Begin Dataset rows
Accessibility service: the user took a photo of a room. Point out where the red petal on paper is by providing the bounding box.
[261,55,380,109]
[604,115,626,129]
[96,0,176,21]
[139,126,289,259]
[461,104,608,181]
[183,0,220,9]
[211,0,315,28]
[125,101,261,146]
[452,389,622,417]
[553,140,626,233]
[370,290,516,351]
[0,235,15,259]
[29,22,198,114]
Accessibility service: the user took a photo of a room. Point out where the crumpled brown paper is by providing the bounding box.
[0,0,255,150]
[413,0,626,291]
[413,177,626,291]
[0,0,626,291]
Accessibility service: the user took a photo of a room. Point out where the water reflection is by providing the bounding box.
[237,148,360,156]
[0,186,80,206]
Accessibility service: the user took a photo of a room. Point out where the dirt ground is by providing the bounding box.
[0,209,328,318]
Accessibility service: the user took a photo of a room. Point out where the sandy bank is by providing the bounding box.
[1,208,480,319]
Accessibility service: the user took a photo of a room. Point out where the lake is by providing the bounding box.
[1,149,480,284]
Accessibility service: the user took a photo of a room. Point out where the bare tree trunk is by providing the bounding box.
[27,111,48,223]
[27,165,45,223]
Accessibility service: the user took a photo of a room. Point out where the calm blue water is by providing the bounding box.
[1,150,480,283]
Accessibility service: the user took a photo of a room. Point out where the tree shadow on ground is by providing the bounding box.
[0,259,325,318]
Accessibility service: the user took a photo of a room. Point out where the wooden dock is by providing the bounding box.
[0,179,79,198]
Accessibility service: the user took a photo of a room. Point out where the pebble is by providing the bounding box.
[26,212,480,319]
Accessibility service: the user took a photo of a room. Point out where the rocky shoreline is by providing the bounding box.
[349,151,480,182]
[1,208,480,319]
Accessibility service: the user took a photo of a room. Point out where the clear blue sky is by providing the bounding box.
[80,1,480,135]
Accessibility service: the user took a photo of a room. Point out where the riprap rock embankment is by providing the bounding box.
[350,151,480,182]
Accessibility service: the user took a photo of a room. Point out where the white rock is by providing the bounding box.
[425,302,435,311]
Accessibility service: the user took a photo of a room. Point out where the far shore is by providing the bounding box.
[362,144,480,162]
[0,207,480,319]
End Dataset rows
=== Task prompt ===
Rewrite the lines of the listing starting at the line containing "lake is by providing the bounding box." and ending at the line containing "[350,151,480,182]", with each request kept as it stands and 120 added to every number in the bounding box coordinates.

=== Solution for this problem ===
Accessibility service: the user took a photo of a room. Point out where the lake is by providing the bounding box.
[121,269,600,404]
Accessibility service: the user took a photo of a room. Point out where the bare tree trunk is by providing the bounding box.
[147,231,168,343]
[147,285,165,343]
Accessibility service: the user took a photo of a room. Point out where the calm blue water is by providing the bounding box.
[121,270,600,403]
Accessibility service: the user took a photo of a room. Point out where the tree shadow on ground is by providing the bounding box.
[120,379,445,438]
Accessibility service: the user took a photo of a room. Point out where the wooden dock is by providing the bounding box.
[120,299,199,318]
Accessibility service: the user took a photo of a room. Point out where the pebble is by providing the bounding box.
[146,332,600,439]
Accessibility service: the user took a photo of a room. Point out where the rocky shoreline is by providing the bounding box.
[469,271,600,302]
[121,328,600,439]
Accessibility service: the user took a photo of a room. Point out where the clear blue sky is by providing the bounding box.
[200,121,600,255]
Accessibility service: the user took a photo of a room. Point out where the riprap rock embankment is by providing the bounding box.
[470,271,600,302]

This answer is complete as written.